Goal
Extract every line in the records below that contains the string "hair". Case counts.

Information supplied
▼

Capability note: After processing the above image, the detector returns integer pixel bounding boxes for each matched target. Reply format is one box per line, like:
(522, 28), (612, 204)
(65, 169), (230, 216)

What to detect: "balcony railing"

▲
▼

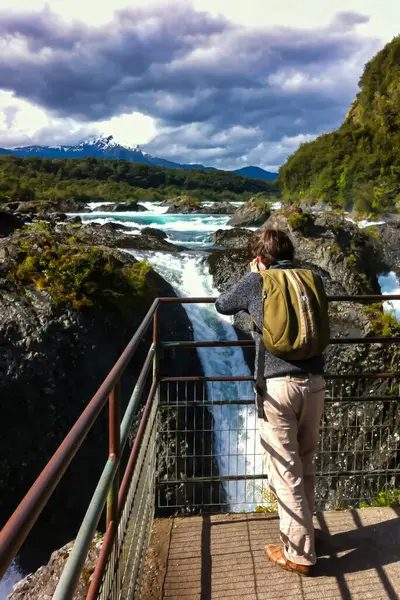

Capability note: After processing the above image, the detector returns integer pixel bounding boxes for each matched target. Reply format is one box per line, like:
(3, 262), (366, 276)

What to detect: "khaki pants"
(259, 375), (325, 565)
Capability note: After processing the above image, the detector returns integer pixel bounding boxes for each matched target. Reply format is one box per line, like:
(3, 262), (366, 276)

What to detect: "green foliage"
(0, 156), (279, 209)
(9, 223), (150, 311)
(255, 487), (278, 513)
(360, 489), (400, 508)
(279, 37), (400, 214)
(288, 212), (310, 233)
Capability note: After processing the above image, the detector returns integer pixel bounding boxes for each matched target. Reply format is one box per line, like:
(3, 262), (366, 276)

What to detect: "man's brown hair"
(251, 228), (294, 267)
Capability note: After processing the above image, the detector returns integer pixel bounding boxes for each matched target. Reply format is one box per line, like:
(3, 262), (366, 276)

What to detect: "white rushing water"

▲
▼

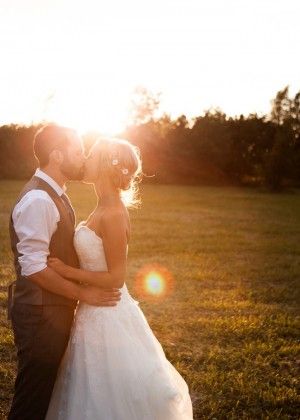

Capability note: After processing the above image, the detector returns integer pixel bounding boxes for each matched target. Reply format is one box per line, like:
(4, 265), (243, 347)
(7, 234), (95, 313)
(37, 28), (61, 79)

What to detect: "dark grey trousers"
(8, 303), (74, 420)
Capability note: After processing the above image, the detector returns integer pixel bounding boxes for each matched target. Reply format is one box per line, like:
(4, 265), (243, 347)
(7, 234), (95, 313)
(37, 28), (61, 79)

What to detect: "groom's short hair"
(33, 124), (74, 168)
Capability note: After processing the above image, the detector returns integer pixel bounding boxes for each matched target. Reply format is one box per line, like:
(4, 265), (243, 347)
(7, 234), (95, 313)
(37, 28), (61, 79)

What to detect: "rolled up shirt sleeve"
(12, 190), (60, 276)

▲

Answer to this exercise
What to detect: "man's brown hair"
What to detect: "groom's short hair"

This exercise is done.